— start of QUOTED TEXT —

Power Shortage May Electrify Coal, Nuclear Industries
David R. Francis writer of The Christian Science Monitor, The Christian Science Monitor
In the electricity business, opportunity is emerging from crisis.
California's power shortages, the jump in natural-gas prices, and tight electricity supplies elsewhere in the United States have roused hopes in both the nuclear-power and coal industry for a business revival.
"It is making new nuclear plants look better and better all the time," says Marvin Fertel, an executive at the Nuclear Energy Institute (NEI) in Washington. The industry has "a real shot" at an order for a new plant "during this decade."
If so, it would be something close to a Lazarus-like event. The last order for a nuclear plant that was actually completed was in 1973. Many experts, noting the high capital costs of a "nuke" and the extreme opposition to them, write off nuclear power for the indefinite future.
The coal industry has even higher hopes of new business.
"Over the last year, we have seen a definite renewed interest in using coal for producing electricity," says Connie Holmes, a senior vice president at the National Mining Association (NMA) in Washington.
Coal today provides 51 percent of the nation's electricity.
But the last major coal plant to come on line was in 1996. For some years, electricity providers have usually preferred to meet the expanding demand for power with new, relatively cheap, quickly built, natural-gas plants. They add little to air pollution. And gas was cheap.

— end of QUOTED TEXT —

→ **PROBLEMS**:
1 – In the power-shortage article, what share of the nation's electricity does coal provide today?
2 – Copy the passage of the power-shortage article starting at "Power Shortage May" and ending at "a business revival.".

— start of DATASET CONTENT —

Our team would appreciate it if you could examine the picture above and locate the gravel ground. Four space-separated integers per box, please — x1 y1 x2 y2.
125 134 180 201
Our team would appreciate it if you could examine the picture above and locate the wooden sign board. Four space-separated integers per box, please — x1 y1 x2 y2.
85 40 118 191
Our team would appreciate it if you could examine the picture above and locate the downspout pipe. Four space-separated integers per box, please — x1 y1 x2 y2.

— end of DATASET CONTENT —
— start of DATASET CONTENT —

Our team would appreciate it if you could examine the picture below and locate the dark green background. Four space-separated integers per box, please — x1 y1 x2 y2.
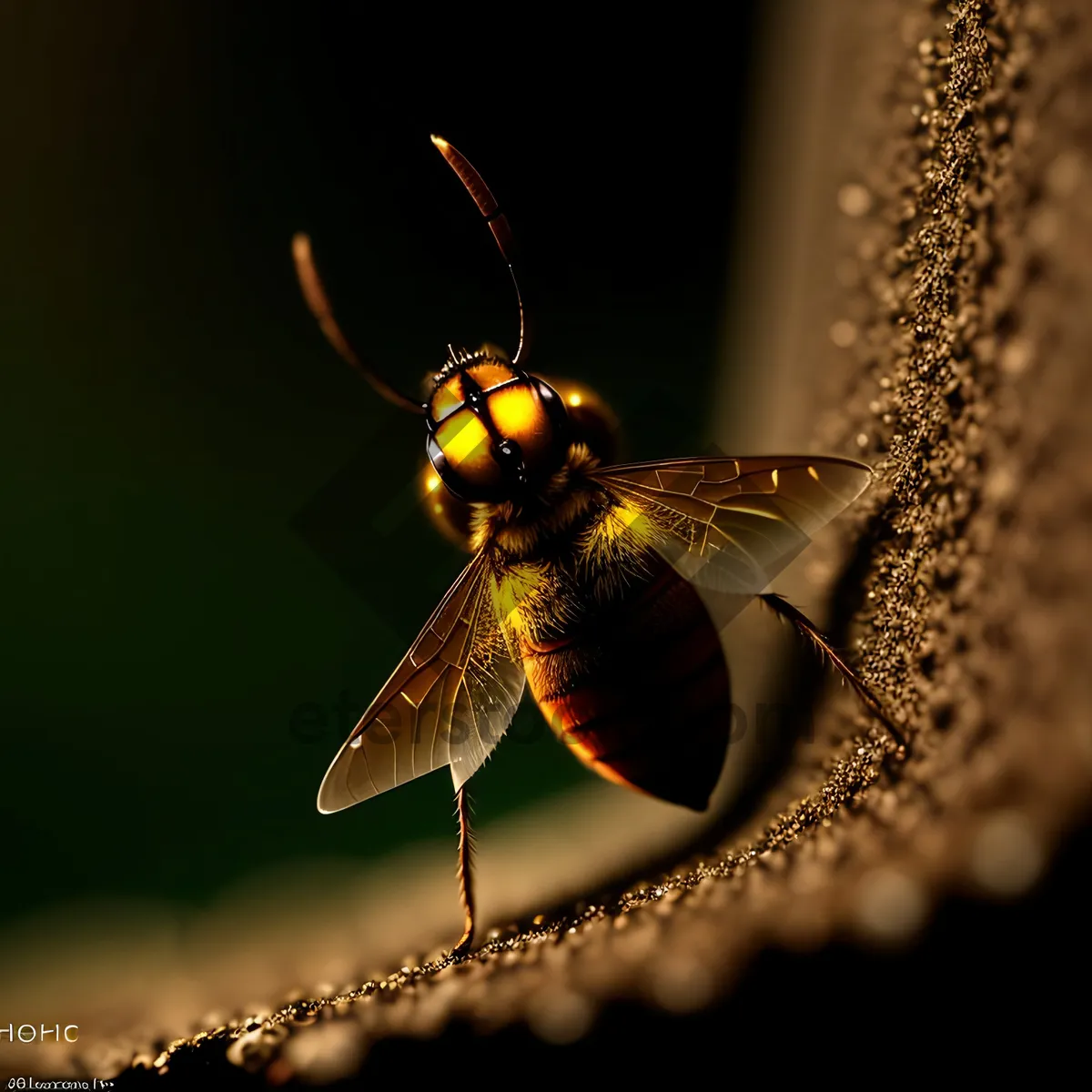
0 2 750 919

— end of DATASET CONTENT —

→ **RESPONSES TO THE TASKS**:
1 – 51 percent

2 –
Power Shortage May Electrify Coal, Nuclear Industries
David R. Francis writer of The Christian Science Monitor, The Christian Science Monitor
In the electricity business, opportunity is emerging from crisis.
California's power shortages, the jump in natural-gas prices, and tight electricity supplies elsewhere in the United States have roused hopes in both the nuclear-power and coal industry for a business revival.